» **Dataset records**

Start of Block

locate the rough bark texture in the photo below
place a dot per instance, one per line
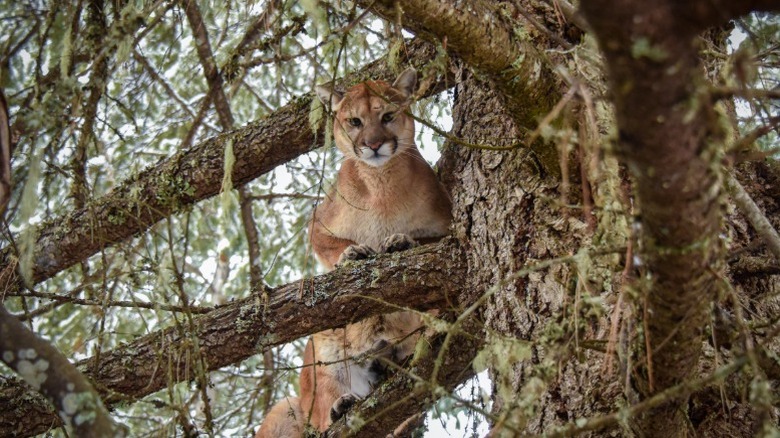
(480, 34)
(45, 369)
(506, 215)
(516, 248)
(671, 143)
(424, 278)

End of Block
Start of Block

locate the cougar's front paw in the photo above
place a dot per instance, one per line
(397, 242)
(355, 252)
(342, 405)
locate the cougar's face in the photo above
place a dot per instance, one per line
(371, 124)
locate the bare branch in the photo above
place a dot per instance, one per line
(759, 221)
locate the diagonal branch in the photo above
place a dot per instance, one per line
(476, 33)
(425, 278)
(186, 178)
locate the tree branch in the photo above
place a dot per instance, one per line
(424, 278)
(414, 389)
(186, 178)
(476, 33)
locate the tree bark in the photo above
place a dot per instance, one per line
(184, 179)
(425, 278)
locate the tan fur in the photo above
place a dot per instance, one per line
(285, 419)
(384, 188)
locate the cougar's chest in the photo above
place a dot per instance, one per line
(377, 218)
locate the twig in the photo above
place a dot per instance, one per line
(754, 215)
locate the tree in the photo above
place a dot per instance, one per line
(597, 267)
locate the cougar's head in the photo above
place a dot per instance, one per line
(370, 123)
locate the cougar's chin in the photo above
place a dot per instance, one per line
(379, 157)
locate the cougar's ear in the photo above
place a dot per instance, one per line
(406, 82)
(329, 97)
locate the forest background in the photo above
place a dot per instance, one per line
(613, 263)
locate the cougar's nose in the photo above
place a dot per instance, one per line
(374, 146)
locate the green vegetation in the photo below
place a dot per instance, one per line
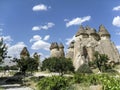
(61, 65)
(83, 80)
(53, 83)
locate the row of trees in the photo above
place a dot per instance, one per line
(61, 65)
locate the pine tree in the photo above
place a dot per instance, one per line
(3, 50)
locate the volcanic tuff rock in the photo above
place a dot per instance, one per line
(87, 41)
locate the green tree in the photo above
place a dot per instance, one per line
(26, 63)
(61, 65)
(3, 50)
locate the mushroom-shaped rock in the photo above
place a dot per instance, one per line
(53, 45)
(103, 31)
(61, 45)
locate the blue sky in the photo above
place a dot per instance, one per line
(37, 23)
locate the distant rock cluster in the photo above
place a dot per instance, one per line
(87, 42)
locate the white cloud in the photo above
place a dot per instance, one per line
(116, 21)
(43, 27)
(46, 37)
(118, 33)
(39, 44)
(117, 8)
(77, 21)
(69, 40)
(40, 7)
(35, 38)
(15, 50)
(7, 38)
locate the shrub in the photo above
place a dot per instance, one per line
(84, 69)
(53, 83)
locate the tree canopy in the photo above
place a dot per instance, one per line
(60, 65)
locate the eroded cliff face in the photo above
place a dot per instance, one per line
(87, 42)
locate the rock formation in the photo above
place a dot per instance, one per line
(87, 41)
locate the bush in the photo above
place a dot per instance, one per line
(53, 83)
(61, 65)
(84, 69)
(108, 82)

End of Block

» **ABOUT THIS TASK**
Determine how many lines in the data above contain the string "branch". Give nothing except the number.

» **RESULT OF THE TASK**
3